Extract provided =>
* * * *
This is an idea spawned from the original story in the first Heroes of Might and Magic game. I remember reading how the king built dwellings and the creatures associated with the structure came. I remember thinking it would be neat if you could actually choose freely which dwellings you built for your castle, and have an army of creatures unique to your preferences and personality. I guess you could say this game idea I have is a combination of The Sims, Command and Conquer, and Heroes of Might and Magic.
You start out as a lesser lord with a meager army of peasants, pikemen, and swordsmen, with the dreams and aspirations of building your own kingdom. In real time, you command your troops to begin building structures and facilities, and as time goes on, an entire town and a castle, along with dwellings to attract more creatures. Along with the normal battle abilities of each creature, different creatures can do different tasks. A peasant, for example, farm the fields for food, but such a task is beyond a mighty black dragon. However, a black dragon is perfect to send out to swoop down and set fire to enemy farms, and devour their stockpiles of food.
* * * *
Records supplied =>
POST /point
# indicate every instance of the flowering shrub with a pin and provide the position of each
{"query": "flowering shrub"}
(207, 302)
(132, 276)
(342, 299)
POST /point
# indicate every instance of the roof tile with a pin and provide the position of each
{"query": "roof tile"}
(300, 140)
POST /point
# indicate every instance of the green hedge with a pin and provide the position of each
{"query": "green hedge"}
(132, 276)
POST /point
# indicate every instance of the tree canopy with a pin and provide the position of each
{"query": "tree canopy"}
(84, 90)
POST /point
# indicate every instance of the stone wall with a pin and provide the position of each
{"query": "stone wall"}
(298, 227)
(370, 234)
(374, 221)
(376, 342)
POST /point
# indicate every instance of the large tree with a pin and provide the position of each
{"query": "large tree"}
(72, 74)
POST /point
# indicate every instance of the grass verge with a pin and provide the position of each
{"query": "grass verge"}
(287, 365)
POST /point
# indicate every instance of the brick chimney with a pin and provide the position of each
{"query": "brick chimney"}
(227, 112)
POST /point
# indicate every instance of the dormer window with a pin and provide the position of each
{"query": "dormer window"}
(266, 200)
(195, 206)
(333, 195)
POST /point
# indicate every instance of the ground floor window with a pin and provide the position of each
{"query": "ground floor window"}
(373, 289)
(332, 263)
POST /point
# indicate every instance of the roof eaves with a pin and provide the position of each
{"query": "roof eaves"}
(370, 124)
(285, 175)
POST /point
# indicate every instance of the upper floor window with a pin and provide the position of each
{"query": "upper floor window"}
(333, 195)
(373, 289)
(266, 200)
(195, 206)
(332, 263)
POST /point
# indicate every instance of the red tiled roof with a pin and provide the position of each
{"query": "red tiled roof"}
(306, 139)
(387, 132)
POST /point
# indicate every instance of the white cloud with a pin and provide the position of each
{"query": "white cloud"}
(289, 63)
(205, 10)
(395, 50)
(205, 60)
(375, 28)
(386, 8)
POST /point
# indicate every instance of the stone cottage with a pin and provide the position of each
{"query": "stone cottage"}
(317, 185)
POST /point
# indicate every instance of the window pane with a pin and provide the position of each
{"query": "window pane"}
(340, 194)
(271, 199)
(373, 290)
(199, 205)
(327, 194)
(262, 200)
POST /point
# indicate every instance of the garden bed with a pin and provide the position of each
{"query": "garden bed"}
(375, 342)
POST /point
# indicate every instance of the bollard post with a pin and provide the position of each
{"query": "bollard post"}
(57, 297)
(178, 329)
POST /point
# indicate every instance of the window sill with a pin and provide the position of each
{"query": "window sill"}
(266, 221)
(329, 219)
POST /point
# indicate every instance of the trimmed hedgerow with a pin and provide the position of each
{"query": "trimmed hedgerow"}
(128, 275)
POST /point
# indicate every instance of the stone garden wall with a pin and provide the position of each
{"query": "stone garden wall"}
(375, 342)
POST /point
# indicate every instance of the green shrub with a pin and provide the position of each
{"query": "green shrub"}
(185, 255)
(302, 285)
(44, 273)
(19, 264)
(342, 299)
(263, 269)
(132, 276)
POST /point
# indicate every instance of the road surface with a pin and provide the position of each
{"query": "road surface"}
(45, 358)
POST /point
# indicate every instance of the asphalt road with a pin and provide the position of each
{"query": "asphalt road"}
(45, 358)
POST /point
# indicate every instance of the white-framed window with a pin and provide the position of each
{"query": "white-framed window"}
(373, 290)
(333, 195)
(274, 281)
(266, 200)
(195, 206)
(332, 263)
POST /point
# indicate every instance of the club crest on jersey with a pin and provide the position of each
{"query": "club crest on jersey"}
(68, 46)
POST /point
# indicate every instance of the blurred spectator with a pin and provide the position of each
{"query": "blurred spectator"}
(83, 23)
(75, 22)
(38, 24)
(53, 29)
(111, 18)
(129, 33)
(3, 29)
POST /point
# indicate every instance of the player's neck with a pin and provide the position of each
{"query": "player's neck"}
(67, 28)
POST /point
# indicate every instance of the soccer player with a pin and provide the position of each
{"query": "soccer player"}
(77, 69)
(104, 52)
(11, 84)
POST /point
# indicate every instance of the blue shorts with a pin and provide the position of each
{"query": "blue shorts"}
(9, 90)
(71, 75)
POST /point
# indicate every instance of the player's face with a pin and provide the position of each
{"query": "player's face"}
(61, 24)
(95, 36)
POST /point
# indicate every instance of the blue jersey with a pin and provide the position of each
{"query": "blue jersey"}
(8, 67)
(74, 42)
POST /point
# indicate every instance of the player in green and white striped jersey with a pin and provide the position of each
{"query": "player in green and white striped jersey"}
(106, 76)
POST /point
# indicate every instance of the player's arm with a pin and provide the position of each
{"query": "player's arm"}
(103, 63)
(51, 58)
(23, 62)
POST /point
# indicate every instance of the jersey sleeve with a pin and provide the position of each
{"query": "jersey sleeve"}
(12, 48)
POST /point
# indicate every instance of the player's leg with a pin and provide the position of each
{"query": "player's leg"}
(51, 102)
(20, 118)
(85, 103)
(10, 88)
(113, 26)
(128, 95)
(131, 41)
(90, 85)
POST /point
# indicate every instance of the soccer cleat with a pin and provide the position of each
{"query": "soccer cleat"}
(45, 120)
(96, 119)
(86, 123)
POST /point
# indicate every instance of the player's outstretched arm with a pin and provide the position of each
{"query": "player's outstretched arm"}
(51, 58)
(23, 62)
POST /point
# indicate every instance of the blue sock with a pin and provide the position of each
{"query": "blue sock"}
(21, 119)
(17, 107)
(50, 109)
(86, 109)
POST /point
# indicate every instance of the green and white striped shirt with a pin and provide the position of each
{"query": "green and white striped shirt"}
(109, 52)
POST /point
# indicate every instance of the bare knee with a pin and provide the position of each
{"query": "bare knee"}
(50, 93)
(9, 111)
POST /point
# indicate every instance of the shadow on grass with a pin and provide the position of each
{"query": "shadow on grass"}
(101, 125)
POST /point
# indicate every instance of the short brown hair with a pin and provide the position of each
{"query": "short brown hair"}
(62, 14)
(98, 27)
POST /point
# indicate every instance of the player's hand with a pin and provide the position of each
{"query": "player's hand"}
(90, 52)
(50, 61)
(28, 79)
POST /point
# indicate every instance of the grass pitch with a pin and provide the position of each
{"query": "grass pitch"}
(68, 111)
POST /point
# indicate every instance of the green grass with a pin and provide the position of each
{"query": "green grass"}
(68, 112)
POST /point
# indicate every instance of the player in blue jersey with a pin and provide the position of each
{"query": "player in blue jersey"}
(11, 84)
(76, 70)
* * * *
Task set =>
**1.** According to the game-idea text, which three games does the proposed game combine?
**2.** Reproduce the game-idea text word for word, starting at "This is an idea" and ending at "Might and Magic.".

Results by task =>
**1.** The Sims, Command and Conquer, and Heroes of Might and Magic.

**2.**
This is an idea spawned from the original story in the first Heroes of Might and Magic game. I remember reading how the king built dwellings and the creatures associated with the structure came. I remember thinking it would be neat if you could actually choose freely which dwellings you built for your castle, and have an army of creatures unique to your preferences and personality. I guess you could say this game idea I have is a combination of The Sims, Command and Conquer, and Heroes of Might and Magic.